** start **

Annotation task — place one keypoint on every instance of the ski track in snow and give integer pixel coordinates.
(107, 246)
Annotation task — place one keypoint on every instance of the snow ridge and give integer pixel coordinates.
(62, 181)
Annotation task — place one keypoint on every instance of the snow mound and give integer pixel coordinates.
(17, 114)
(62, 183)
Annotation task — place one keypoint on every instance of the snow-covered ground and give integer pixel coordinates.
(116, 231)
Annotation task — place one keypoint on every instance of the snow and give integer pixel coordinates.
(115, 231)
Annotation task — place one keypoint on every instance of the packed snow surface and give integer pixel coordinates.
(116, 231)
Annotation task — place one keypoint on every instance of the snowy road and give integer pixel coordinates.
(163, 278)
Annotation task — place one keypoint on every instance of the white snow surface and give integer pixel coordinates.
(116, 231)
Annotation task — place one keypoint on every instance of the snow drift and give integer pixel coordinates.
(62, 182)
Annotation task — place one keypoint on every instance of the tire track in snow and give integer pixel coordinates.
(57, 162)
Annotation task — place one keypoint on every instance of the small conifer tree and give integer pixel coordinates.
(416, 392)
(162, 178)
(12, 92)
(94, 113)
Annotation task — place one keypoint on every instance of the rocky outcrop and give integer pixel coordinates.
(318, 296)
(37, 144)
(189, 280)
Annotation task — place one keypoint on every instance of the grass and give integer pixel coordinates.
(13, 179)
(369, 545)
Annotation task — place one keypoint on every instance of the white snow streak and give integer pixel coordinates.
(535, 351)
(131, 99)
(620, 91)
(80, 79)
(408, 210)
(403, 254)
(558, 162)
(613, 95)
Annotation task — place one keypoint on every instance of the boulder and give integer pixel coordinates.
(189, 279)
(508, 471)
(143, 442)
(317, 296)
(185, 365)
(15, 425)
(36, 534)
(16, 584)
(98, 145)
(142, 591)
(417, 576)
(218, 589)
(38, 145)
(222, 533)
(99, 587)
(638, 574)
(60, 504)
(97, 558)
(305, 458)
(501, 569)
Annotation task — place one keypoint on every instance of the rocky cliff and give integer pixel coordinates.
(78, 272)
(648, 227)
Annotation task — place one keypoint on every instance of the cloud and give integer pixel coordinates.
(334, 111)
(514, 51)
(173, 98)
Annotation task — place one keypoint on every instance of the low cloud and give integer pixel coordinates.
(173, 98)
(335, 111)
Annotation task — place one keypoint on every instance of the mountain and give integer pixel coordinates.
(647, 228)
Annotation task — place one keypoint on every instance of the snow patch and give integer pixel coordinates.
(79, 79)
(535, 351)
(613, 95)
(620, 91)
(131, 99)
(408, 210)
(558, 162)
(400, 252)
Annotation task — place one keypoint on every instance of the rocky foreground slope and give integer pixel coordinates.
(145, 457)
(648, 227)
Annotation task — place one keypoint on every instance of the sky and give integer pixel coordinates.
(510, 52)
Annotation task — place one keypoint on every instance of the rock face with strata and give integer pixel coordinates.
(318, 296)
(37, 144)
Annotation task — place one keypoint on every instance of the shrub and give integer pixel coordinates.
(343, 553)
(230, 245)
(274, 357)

** end **

Please repeat the listing above in full and exactly.

Annotation task — place one keypoint on every instance of the ski track in snow and give integer pixel coordinates.
(107, 246)
Annotation task — place one keypoint on every instance of the snow ridge and give integer pixel coordinates.
(62, 181)
Annotation task — place one keypoint on every instance of the snow mound and give integer pixel coordinates.
(17, 114)
(62, 183)
Annotation task — place one keypoint on every instance of the snow-covered ground and give integer pixel coordinates.
(116, 231)
Annotation task — place one keypoint on every instance of the snow and give integer pixel coordinates.
(115, 231)
Annotation task — place one keypoint on every instance of the packed snow surface and give integer pixel coordinates.
(116, 231)
Annotation task — place one keypoint on every instance of the snowy road and give integer pixel coordinates.
(163, 278)
Annotation task — place one keypoint on every instance of the white snow surface and give integer pixel coordinates.
(116, 231)
Annotation task — place one keypoint on every instance of the snow drift and give integer pixel coordinates.
(62, 182)
Annotation task — place one keypoint on every instance of the tire track in snow and give integer pixel coordinates.
(57, 162)
Annotation task — place one keypoint on every instance of the small conifer tree and give integer pixel coordinates.
(416, 392)
(162, 178)
(12, 92)
(94, 113)
Annotation task — place one keypoint on every instance of the rocky outcrop and give integer pixel coordinates.
(318, 296)
(37, 144)
(189, 280)
Annotation task — place one keypoint on every instance of the grass and give integer pixel coordinates.
(13, 179)
(369, 545)
Annotation task — place one keypoint on every instance of the white snow streak and give integer pixel coordinates.
(535, 351)
(131, 99)
(620, 91)
(80, 79)
(408, 210)
(403, 254)
(558, 162)
(613, 95)
Annotation task — place one keypoint on every instance of the boulder and give integer pixel coordinates.
(189, 279)
(508, 471)
(143, 442)
(317, 296)
(185, 365)
(15, 425)
(36, 534)
(16, 584)
(98, 145)
(142, 591)
(417, 576)
(218, 589)
(38, 145)
(222, 533)
(99, 587)
(638, 574)
(60, 504)
(97, 558)
(305, 458)
(501, 569)
Annotation task — place one keypoint on every instance of the rocky cliff and give integer pixel coordinates.
(78, 272)
(648, 227)
Annotation task — place one keypoint on every instance of the cloud and give integer pixel coordinates.
(334, 111)
(514, 51)
(173, 98)
Annotation task — place one keypoint on every instance of the low cloud and give integer pixel coordinates.
(173, 98)
(335, 111)
Annotation task — place one keypoint on every instance of the mountain and give integer pixel coordinates.
(647, 228)
Annotation task — place one keypoint on every instance of the snow patch and give integer pixel coordinates.
(79, 79)
(535, 351)
(613, 95)
(620, 91)
(131, 99)
(408, 210)
(558, 162)
(400, 252)
Annotation task — place one keypoint on every instance of the rocky foreground slope and give integer pixel coordinates.
(145, 457)
(648, 227)
Annotation task — place one keypoint on every instance of the sky and give integer pixel coordinates.
(510, 52)
Annotation task — place one keypoint on every instance of the rock face with strata and give integer pixel coordinates.
(318, 296)
(37, 144)
Annotation task — place one keypoint on every instance of the shrub and give integer pixel coordinates.
(343, 553)
(230, 245)
(274, 357)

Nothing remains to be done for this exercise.